Would you repeat the whole listing exactly?

******

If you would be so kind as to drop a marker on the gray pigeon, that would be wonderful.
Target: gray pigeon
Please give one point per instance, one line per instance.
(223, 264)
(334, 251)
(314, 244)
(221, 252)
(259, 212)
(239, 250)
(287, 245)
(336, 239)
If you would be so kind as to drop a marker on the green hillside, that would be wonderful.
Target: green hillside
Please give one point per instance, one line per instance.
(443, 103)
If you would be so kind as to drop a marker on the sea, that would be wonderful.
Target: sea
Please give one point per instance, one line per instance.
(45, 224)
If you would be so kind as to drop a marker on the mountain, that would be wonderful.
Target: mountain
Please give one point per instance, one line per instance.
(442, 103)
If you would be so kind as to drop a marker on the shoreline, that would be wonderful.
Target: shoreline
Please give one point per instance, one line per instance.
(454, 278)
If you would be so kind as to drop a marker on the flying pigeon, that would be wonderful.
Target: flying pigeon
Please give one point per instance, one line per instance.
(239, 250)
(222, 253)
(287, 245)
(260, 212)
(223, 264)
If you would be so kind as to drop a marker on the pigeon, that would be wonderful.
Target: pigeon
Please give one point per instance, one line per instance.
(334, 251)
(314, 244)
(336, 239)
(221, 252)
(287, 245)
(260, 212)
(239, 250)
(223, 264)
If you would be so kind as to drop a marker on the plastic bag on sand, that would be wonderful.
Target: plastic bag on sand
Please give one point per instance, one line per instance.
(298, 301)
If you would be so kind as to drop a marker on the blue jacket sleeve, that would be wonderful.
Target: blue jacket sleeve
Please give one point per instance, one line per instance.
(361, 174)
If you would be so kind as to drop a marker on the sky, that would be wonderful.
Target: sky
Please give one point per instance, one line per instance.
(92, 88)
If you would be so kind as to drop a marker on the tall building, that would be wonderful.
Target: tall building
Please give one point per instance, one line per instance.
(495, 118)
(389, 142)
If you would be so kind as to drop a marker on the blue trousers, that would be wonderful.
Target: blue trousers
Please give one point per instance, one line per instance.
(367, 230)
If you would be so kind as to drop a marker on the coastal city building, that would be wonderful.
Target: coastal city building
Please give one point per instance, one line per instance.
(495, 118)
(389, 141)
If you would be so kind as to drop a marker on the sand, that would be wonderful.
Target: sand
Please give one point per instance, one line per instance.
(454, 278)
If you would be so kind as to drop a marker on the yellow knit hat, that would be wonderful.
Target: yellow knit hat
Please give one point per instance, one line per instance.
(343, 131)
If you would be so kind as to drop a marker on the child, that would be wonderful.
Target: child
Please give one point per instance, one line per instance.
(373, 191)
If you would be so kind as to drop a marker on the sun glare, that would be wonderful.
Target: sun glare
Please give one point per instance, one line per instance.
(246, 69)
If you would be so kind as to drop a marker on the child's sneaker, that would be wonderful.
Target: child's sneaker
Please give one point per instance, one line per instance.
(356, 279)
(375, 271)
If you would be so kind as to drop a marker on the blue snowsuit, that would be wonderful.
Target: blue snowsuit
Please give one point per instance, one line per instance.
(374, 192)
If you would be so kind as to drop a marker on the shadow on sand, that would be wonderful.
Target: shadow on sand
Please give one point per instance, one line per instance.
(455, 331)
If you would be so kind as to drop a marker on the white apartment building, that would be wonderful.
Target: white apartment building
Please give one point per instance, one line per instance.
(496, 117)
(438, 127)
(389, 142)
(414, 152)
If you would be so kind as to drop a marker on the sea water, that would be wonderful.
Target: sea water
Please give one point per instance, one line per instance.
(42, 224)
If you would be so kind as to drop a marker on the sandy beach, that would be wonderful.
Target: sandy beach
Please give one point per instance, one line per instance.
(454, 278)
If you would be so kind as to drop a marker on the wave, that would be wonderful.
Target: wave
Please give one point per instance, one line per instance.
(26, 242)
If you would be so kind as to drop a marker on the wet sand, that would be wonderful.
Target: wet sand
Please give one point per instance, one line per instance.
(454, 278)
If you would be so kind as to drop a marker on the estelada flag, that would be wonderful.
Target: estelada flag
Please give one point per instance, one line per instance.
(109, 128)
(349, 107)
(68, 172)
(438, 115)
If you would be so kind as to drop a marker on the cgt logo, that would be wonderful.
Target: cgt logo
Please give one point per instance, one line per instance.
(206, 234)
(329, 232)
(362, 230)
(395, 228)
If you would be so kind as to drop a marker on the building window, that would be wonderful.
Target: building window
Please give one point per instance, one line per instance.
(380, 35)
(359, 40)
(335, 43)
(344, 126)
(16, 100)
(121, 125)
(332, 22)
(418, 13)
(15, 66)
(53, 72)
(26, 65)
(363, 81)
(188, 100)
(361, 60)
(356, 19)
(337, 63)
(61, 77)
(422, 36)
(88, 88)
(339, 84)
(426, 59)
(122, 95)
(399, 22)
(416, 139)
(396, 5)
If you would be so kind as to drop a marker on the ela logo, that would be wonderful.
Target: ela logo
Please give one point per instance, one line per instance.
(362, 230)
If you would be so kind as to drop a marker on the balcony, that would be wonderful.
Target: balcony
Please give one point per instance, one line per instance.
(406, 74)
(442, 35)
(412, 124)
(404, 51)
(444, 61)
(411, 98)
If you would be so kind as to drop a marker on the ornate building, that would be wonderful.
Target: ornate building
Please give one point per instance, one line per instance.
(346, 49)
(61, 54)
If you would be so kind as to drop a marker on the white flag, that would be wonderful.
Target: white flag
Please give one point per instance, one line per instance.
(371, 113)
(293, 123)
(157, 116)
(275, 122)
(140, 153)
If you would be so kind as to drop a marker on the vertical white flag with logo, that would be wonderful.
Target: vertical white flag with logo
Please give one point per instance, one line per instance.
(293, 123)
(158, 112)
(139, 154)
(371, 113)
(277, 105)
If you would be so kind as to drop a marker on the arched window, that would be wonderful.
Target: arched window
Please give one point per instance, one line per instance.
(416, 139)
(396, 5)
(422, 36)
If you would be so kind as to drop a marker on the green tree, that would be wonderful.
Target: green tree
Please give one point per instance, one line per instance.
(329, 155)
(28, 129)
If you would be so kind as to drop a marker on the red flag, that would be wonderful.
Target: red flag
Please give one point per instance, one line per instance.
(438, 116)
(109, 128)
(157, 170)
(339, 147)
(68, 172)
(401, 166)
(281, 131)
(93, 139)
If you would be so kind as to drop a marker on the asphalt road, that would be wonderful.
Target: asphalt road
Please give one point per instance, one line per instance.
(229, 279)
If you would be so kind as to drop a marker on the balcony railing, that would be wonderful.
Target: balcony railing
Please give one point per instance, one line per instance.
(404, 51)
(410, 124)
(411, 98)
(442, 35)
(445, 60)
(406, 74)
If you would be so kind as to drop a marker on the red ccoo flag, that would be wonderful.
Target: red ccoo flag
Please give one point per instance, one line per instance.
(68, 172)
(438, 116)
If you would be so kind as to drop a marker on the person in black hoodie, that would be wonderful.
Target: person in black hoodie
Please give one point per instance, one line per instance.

******

> _Result_:
If you would be so kind as to drop a marker on the gray pigeon, that would be wonderful.
Target: gray pigeon
Please give one point per instance, one line per instance.
(223, 264)
(334, 251)
(314, 244)
(221, 252)
(259, 212)
(239, 250)
(287, 245)
(336, 239)
If you would be so kind as to drop a marker on the green hillside, that would be wonderful.
Target: green hillside
Please give one point per instance, one line per instance.
(443, 103)
If you would be so kind as to drop a marker on the sea, that would be wonderful.
Target: sea
Please give one point per instance, one line per instance.
(45, 224)
If you would be so kind as to drop a marker on the mountain, that would be wonderful.
Target: mountain
Please give one point per instance, one line per instance.
(442, 103)
If you would be so kind as to drop a marker on the shoreline, that would be wonderful.
Target: shoreline
Please give one point per instance, one line per instance.
(454, 278)
If you would be so kind as to drop a marker on the flying pigeon, that would be wonderful.
Target: flying pigeon
Please give one point per instance, one line per instance.
(239, 250)
(222, 253)
(287, 245)
(260, 212)
(223, 264)
If you would be so kind as to drop a marker on the pigeon, that would be wonderful.
Target: pigeon
Please give one point per instance, one line per instance.
(334, 251)
(314, 244)
(336, 239)
(221, 252)
(287, 245)
(260, 212)
(239, 250)
(223, 264)
If you would be so kind as to drop a marker on the plastic bag on sand, that would be wonderful.
Target: plastic bag on sand
Please give one point per instance, one line per instance.
(298, 301)
If you would be so kind as to drop a marker on the blue jacket sleeve, that would be wonderful.
Target: blue jacket sleeve
Please give one point per instance, one line per instance.
(361, 174)
If you would be so kind as to drop a marker on the sky, that would be wonderful.
Target: sky
Please give one point per instance, one line per instance.
(92, 88)
If you would be so kind as to drop a marker on the tall building, that would be wonderful.
Target: tall building
Please give one point per instance, one line per instance.
(495, 118)
(389, 142)
If you would be so kind as to drop a marker on the blue trousers, that would be wonderful.
Target: blue trousers
Please give one point per instance, one line per instance.
(367, 230)
If you would be so kind as to drop a marker on the coastal city building, that would be wonderful.
Target: coastal city building
Please give one point per instance, one line per instance.
(495, 118)
(389, 141)
If you would be so kind as to drop a marker on the sand, that would be wonderful.
Target: sand
Please give one point per instance, one line per instance.
(454, 278)
If you would be so kind as to drop a marker on the yellow knit hat, that would be wonderful.
Target: yellow knit hat
Please give one point per instance, one line per instance.
(343, 131)
If you would be so kind as to drop a marker on the child, that would be wonderful.
Target: child
Please give one point per instance, one line per instance.
(373, 191)
If you would be so kind as to drop a marker on the sun glare, that would be wonderful.
Target: sun glare
Please give one point per instance, one line per instance.
(246, 69)
If you would be so kind as to drop a marker on the child's sneaker, that would be wonderful.
Target: child's sneaker
Please give one point per instance, one line per instance.
(356, 279)
(375, 271)
If you would be so kind as to drop a marker on the blue snowsuit, that would be wonderful.
Target: blue snowsuit
Please give one point per instance, one line per instance.
(374, 192)
If you would be so kind as to drop a marker on the shadow on sand, that would be wonderful.
Target: shadow on sand
Please give one point per instance, one line per instance.
(455, 331)
If you would be so kind as to drop a marker on the white apartment building, that would be wonderful.
Target: white apartment building
Please give one point per instance, one line per instance.
(496, 117)
(438, 127)
(389, 142)
(414, 152)
If you would be so kind as to drop a marker on the sea water, that would be wonderful.
Target: sea water
Please give one point per instance, one line per instance.
(42, 224)
If you would be so kind as to drop a marker on the sandy beach, that would be wonderful.
Target: sandy beach
Please give one point per instance, one line per instance.
(454, 278)
If you would be so kind as to drop a marker on the wave, that would be wonderful.
Target: wave
Please give one point per instance, one line per instance.
(26, 242)
If you would be so kind as to drop a marker on the wet sand, that would be wonderful.
Target: wet sand
Please give one point per instance, one line per instance.
(454, 278)
If you would be so kind as to drop a marker on the estelada flag, that would be wonderful.
Target: estelada flag
Please give one point per instance, one line per instance.
(109, 128)
(349, 107)
(68, 172)
(438, 115)
If you would be so kind as to drop a marker on the cgt logo, that would be wonderful.
Target: cgt logo
Please give one point per instance, one line per instance.
(206, 234)
(329, 232)
(362, 230)
(395, 228)
If you would be so kind as to drop a marker on the building window, that would be wonderful.
Target: building window
Please give one point per instance, one line per instance.
(380, 35)
(359, 40)
(335, 43)
(344, 126)
(16, 100)
(121, 125)
(332, 22)
(418, 13)
(15, 66)
(53, 72)
(26, 65)
(363, 81)
(188, 100)
(361, 60)
(356, 19)
(337, 63)
(61, 77)
(422, 36)
(88, 88)
(339, 84)
(426, 59)
(122, 95)
(399, 22)
(416, 139)
(396, 5)
If you would be so kind as to drop a marker on the ela logo, that would be wonderful.
Target: ela logo
Please give one point per instance, one line per instance.
(362, 230)
If you would be so kind as to drop a marker on the balcony, that would be wonderful.
Target: balcony
Please give one point per instance, one line per instance.
(406, 74)
(442, 35)
(412, 124)
(404, 51)
(444, 61)
(411, 98)
If you would be so kind as to drop a marker on the ornate building, that would be wonderful.
Target: ornate building
Please give one point per instance, one line per instance.
(346, 49)
(61, 54)
If you would be so kind as to drop a marker on the white flag, that would be wonderful.
Target: white flag
Please give one point per instance, one line per instance.
(371, 113)
(293, 123)
(157, 116)
(275, 122)
(140, 153)
If you would be so kind as to drop a marker on the vertical white flag with logo, that would be wonderful.
Target: vertical white flag with logo
Please give one point per instance, one line per instance.
(293, 123)
(158, 112)
(139, 154)
(371, 113)
(277, 105)
If you would be so kind as to drop a marker on the arched window, that would be wonderful.
Target: arched window
Please give one point per instance, one line per instance.
(416, 139)
(396, 5)
(422, 36)
If you would be so kind as to drop a marker on the green tree, that would be wonderful.
Target: green tree
Please give one point per instance, one line per instance.
(329, 155)
(28, 129)
If you would be so kind as to drop a marker on the red flag, that would be wonderful.
Target: red flag
Please give one point per instance, one line per instance.
(438, 116)
(109, 128)
(157, 170)
(339, 147)
(68, 172)
(401, 166)
(281, 131)
(93, 139)
If you would be so kind as to drop a marker on the asphalt road, that would be wonderful.
Target: asphalt road
Please give one point per instance, one line per instance.
(229, 279)
If you would be so kind as to drop a marker on the balcony railing, that would be wonderful.
Target: balcony railing
Please give one point per instance, one line per instance.
(404, 51)
(410, 124)
(411, 98)
(442, 35)
(445, 60)
(406, 74)
If you would be so kind as to drop a marker on the red ccoo flag, that would be wonderful.
Target: red ccoo flag
Please give one point per instance, one line per instance.
(68, 172)
(438, 116)
If you would be so kind as to drop a marker on the person in black hoodie, that would be wonderful.
Target: person in black hoodie
Please give one point per instance, one line per instance.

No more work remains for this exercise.